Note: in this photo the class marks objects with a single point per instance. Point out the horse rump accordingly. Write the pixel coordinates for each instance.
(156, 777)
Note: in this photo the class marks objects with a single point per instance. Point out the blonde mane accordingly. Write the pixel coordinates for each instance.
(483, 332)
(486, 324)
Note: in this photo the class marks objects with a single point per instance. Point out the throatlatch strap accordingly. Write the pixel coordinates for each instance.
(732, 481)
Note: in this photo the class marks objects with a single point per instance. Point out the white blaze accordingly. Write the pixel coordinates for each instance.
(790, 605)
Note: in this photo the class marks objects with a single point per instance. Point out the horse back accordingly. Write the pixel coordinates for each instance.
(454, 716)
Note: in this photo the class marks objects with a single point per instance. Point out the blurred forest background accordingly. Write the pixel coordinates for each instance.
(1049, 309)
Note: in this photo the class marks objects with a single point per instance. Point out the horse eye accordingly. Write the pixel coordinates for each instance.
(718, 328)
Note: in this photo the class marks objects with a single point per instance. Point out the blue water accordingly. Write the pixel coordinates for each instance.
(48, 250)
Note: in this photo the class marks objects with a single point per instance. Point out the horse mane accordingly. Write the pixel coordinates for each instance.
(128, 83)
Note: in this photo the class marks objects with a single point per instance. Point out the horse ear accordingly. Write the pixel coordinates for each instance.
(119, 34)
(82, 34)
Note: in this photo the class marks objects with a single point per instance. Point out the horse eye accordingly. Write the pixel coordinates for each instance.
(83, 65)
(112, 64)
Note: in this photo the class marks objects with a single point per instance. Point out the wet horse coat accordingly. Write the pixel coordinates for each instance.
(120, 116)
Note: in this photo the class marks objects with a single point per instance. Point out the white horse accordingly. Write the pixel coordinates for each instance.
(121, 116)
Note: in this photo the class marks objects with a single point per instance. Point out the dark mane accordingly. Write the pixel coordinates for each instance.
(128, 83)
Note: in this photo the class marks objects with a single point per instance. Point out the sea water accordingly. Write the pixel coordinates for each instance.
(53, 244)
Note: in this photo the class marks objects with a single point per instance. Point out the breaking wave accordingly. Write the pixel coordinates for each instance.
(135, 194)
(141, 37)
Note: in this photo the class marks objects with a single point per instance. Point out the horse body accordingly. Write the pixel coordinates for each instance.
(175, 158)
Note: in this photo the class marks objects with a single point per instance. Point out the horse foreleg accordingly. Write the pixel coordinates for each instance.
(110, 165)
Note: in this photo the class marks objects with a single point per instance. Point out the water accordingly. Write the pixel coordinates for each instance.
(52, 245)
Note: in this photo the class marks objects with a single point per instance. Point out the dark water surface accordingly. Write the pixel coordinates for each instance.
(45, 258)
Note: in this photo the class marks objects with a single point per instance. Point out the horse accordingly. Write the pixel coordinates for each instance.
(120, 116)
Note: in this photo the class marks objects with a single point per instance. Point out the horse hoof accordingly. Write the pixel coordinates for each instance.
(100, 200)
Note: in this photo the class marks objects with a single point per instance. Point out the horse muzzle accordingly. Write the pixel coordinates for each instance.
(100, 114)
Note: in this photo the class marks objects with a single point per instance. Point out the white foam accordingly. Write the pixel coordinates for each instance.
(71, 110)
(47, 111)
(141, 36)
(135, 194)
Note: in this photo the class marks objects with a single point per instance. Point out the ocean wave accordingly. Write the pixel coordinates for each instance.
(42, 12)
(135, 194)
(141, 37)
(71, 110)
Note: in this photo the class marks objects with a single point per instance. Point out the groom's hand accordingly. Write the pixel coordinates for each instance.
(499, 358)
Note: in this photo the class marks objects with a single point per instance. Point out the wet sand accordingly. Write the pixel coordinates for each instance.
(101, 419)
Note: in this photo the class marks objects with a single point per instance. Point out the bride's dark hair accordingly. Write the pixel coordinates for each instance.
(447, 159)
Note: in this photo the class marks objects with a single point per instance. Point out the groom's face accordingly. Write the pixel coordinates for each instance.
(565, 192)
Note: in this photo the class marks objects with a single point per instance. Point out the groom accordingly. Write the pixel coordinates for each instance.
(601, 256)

****************

■ Exercise brief: Give back exactly the lines from the line holding "the horse accordingly." through the last line of the listing, including both.

■ Finished answer:
Note: in this photo the class marks objects with a single point per instance. Point out the horse accordingly. Write the pixel coordinates for each instance.
(120, 116)
Note: in this photo the class marks objects with a single point per instance. Point out the horse hoof accordingly. Write the pixel coordinates for each instance.
(100, 200)
Note: in this photo the class marks objects with a single point per instance. Point out the horse muzzle accordingly. Write the pixel coordinates for each instance.
(100, 114)
Note: in this photo the class marks objects with a single point per instance. Point out the white foam accordingly. Write the pixel coordinates for each instance.
(71, 110)
(47, 111)
(141, 36)
(135, 194)
Note: in this photo the class marks objects with a single point per instance. Point out the ocean wave accordingly. Write the pixel coordinates for each instance.
(42, 12)
(135, 194)
(141, 37)
(71, 110)
Note: in this photo the class marks objects with a single point per instance. Point out the groom's hand accordingly. Write the pixel coordinates for each instance.
(499, 358)
Note: in this photo the class marks objects with a single point per instance. Point out the wet sand accordingly. Write the pixel coordinates for each instance.
(101, 419)
Note: in this photo the class marks objects with a single point per instance. Point out the bride's dark hair accordingly. Write the pixel coordinates for each instance.
(447, 159)
Note: in this photo the class marks objects with a single point per instance. Point out the groom's face accordingly. Write the pixel coordinates for each instance.
(565, 192)
Note: in this photo the class marks objects with a single point per instance. Point out the groom accordingly. Write the pixel coordinates for each instance.
(601, 256)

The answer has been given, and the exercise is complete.